• OBJETIVOS:
1. Responda às perguntas abaixo com base no texto sobre a Gruta de Chauvet:
(a) Em que ano os três exploradores entraram pelas gargantas de Ardèche?
(b) Quem dirigiu o documentário A caverna dos sonhos esquecidos?
(c) A que distância de Paris fica Ardèche?
2. Liste todos os espeleólogos citados pelo nome no texto sobre a Gruta de Chauvet.
3. Por favor, escreva a continuação do texto sobre a Gruta de Chauvet a partir da última frase.

• TEXTO:

--------------------

Réplica da Gruta de Chauvet, no Sul da França, nos leva a uma trilha pelas pinturas mais antigas do mundo, encontradas no paraíso natural da Pont D’Arc

TEXTO Olívia Mindêlo

01 de Março de 2016

Pont D'Arc, que dá nome à caverna, foi feito pela natureza é o ícone de Ardèche

Pont D'Arc, que dá nome à caverna, foi feito pela natureza é o ícone de Ardèche

Foto Wikipedia/Divulgação

Era o fim de 1994, a poucos dias do Natal, quando três exploradores entraram pelas gargantas naturais de Ardèche, uma dessas belezas imperdíveis do Sul da França. Então, percorrendo um dos seus caminhos tortuosos em busca de cavernas, eles sentiram sopros de ar que os levariam “a uma das maiores descobertas da história da humanidade”. Espremendo-se por uma passagem bastante estreita, os espeleólogos Eliette Brunel, Christian Hillaire e Jean-Marie Chauvet encontraram uma gruta que, a princípio, “não parecia conter nada de especial, além de ser particularmente bonita”. No entanto, explorando mais a fundo a caverna, depararam-se com o que hoje os especialistas definem como “as mais antigas pinturas já descobertas no planeta”. Assim nos conta o cineasta Werner Herzog, na abertura do seu documentário A caverna dos sonhos esquecidos (2010) – aliás, tão imperdível quanto Ardèche, a cerca de 600 km de Paris.

--------------------

• EXTRATO DE DADOS:
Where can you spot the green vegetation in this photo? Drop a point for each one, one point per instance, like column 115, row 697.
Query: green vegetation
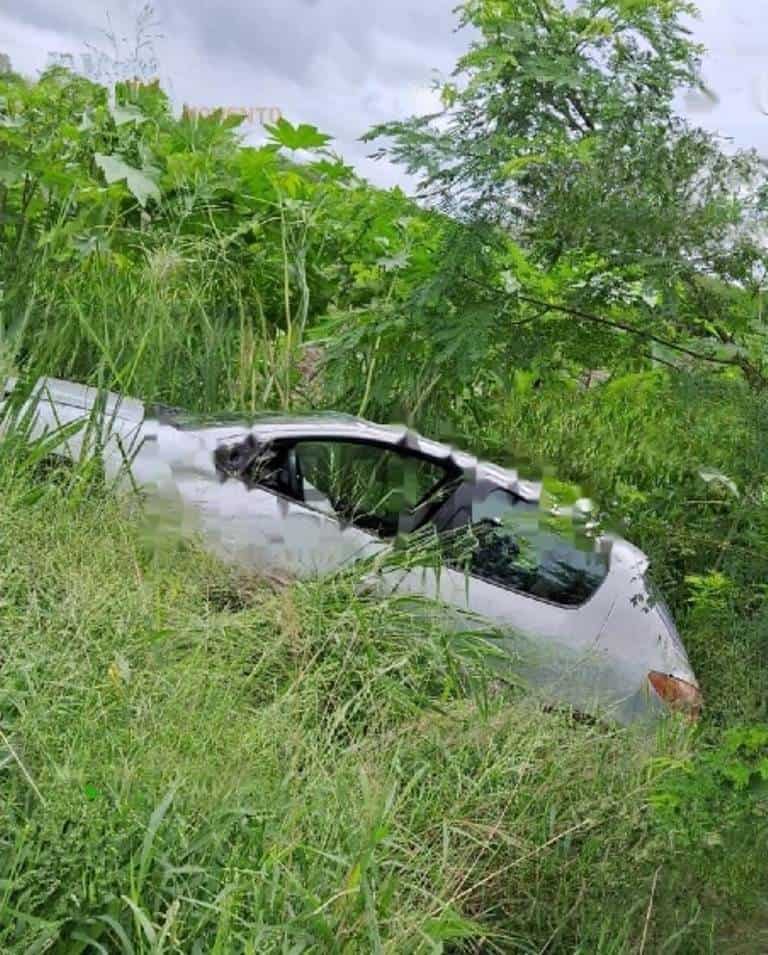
column 196, row 762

--------------------

• RESPOSTAS FINAIS:
1.
(a) Em 1994, no fim do ano, a poucos dias do Natal.
(b) Werner Herzog.
(c) A cerca de 600 km.

2. Eliette Brunel, Christian Hillaire, Jean-Marie Chauvet

3.
Localizado na região de Rhône-Alpes, cuja capital é Lyon, o departamento francês pode soar ainda estranho aos estrangeiros, mas é um desses lugares mais procurados pelos ecoturistas do país. Poderíamos dizer que é uma espécie de Chapada Diamantina da França, onde não se tem acesso fácil, a não ser por estrada (não há trens nem aeroportos). O “acaso” da natureza nos deu este presente: em certo tempo geológico, as águas do Rio Rhône mudaram de rumo e formaram o afluente de Ardèche. Este, por sua vez, penetrou as rochas vulcânicas da região, preencheu o vale entre os cânions (a chamada gorge, ou garganta) de um verde peculiar e esculpiu a famosa Pont D’Arc (Ponte de Arco, em alusão ao seu formato), o ícone do local e, não à toa, o nome da caverna descoberta em 1994. Sob esta ponte natural, o cenário se enche, a cada verão, de banhistas e aventureiros aficionados pelo caiaque, que podem ser alugados à margem do rio.


Reconstrução da Gruta de Chauvet recebe visitantes desde abril de 2015.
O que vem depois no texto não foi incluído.